Format the stretch of entries from the line containing "of the small" through the end of the entries as a Markdown table with the columns Row and Line, giving each nonblank line its own numbered row. Leave the pictures out of the table.
* * *
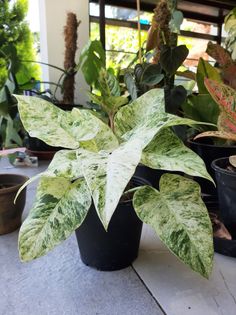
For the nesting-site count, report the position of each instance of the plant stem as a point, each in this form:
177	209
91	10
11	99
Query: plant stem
139	32
111	122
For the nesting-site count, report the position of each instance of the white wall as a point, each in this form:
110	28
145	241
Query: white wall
52	22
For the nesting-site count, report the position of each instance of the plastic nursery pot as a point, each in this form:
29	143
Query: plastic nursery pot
10	213
118	247
226	187
151	175
208	151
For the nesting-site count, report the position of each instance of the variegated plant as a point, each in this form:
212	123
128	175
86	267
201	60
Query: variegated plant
225	97
97	168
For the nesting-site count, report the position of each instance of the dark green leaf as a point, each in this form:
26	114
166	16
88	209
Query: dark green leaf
172	58
152	75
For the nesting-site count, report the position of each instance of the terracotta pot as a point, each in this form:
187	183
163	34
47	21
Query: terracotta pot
10	213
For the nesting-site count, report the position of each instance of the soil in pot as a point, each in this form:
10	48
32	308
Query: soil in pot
118	247
10	213
208	151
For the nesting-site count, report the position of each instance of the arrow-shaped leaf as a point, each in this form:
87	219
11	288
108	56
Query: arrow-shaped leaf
60	207
180	218
167	152
108	174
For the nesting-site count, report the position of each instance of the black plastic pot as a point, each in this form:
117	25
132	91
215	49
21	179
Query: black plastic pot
118	247
226	187
208	151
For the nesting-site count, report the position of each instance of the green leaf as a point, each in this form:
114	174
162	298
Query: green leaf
220	54
65	164
60	208
145	117
152	75
54	126
167	152
108	84
175	98
104	138
92	59
217	134
206	70
171	58
201	107
134	114
176	21
131	85
180	218
108	174
12	137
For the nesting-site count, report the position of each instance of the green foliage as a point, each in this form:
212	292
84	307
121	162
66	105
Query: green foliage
206	70
202	107
92	59
171	58
16	41
225	97
103	163
230	28
178	223
16	45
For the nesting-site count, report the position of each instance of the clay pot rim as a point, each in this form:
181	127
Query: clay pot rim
16	186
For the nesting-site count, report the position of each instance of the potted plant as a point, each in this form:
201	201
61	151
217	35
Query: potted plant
99	164
10	212
204	106
225	174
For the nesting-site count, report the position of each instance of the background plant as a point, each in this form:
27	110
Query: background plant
16	44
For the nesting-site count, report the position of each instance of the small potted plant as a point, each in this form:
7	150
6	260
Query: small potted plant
91	177
225	173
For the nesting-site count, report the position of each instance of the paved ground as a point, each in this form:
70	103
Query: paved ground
59	283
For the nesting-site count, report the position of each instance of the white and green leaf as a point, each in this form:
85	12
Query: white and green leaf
167	152
180	218
60	208
145	117
104	139
54	126
108	174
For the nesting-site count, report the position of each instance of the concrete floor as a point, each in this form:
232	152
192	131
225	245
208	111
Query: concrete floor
59	283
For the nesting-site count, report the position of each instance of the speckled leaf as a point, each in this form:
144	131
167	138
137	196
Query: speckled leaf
104	139
167	152
59	209
180	218
132	115
65	164
217	134
107	175
145	117
225	97
54	126
206	70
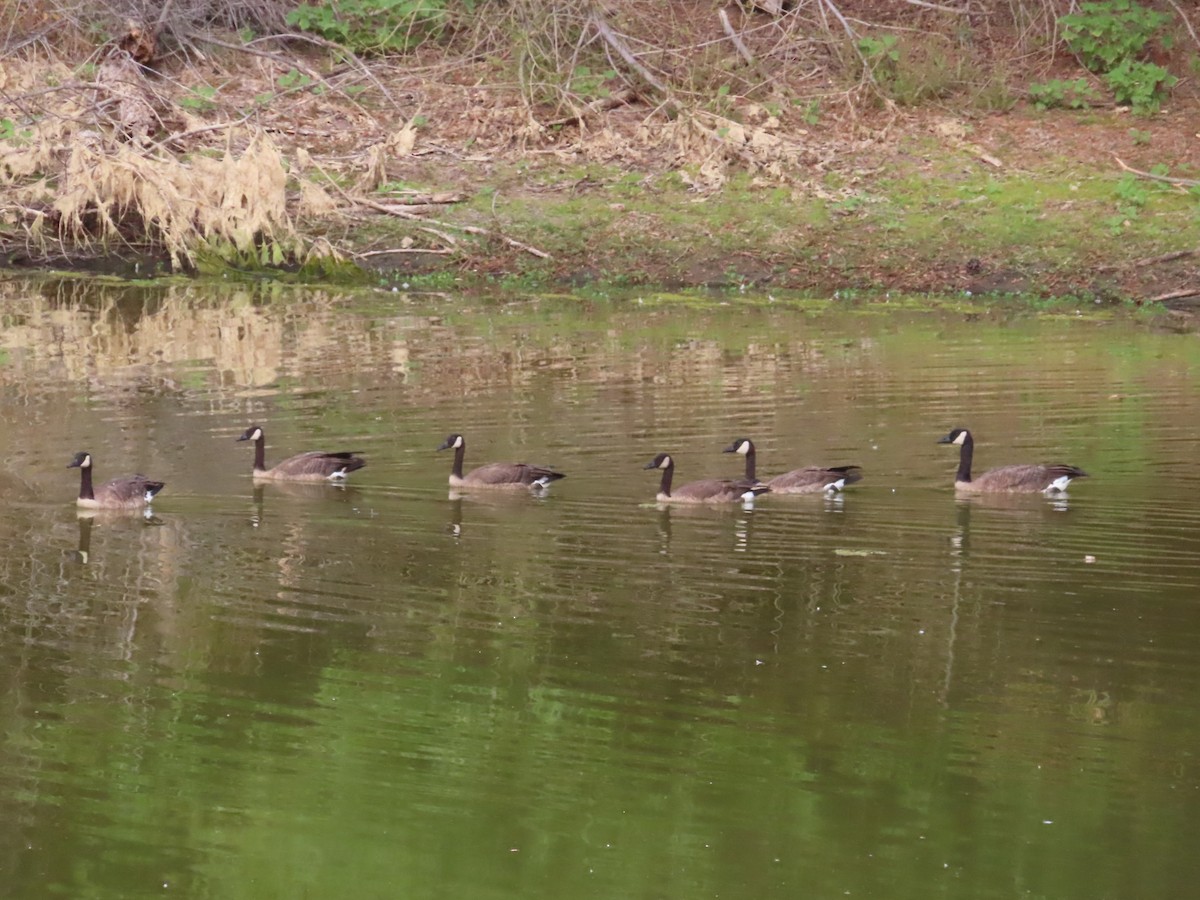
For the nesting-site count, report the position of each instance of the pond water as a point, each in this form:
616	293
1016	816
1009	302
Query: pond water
385	690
* * *
** Answer below **
| Row | Line |
|---|---|
| 1 | For the nesting-site count, report the position of each instance of the small potted plant as a point, each in this form: |
| 2 | 7	150 |
| 3 | 6	260 |
| 4 | Query: small potted plant |
| 5 | 91	177 |
| 6 | 225	173 |
| 7 | For the nesting-site count, report the position of each instance of the paved ground as a point, each in this form: |
| 8 | 70	103 |
| 9 | Query: paved ground |
| 10 | 59	283 |
| 11 | For the nesting-site count, report the position of each instance of the white and green leaf as a point, each in this form: |
| 12 | 85	12 |
| 13 | Query: white and green leaf |
| 14 | 167	152 |
| 15 | 180	218 |
| 16 | 60	208 |
| 17 | 145	117 |
| 18 | 104	139 |
| 19 | 54	126 |
| 20 | 108	174 |
| 21 | For the nesting-site count, report the position of each instance of the concrete floor as a point, each in this form: |
| 22 | 232	152 |
| 23 | 192	131 |
| 24 | 225	245 |
| 25 | 208	111 |
| 26 | Query: concrete floor |
| 27 | 59	283 |
| 28 | For the nesting-site count, report the position of each instance of the speckled leaf as a point, each in this form: |
| 29 | 144	131 |
| 30 | 167	138 |
| 31 | 137	196 |
| 32 | Query: speckled leaf |
| 33 | 104	139 |
| 34 | 167	152 |
| 35 | 59	209 |
| 36 | 180	218 |
| 37 | 132	115 |
| 38 | 65	164 |
| 39 | 217	134 |
| 40 | 107	175 |
| 41 | 145	117 |
| 42 | 225	97 |
| 43 | 54	126 |
| 44 | 206	70 |
| 45 | For the nesting-site count, report the position of each instance of the pond water as a point, each in this form: |
| 46 | 616	293 |
| 47 | 1016	816 |
| 48 | 1009	302 |
| 49 | Query: pond water |
| 50 | 385	690 |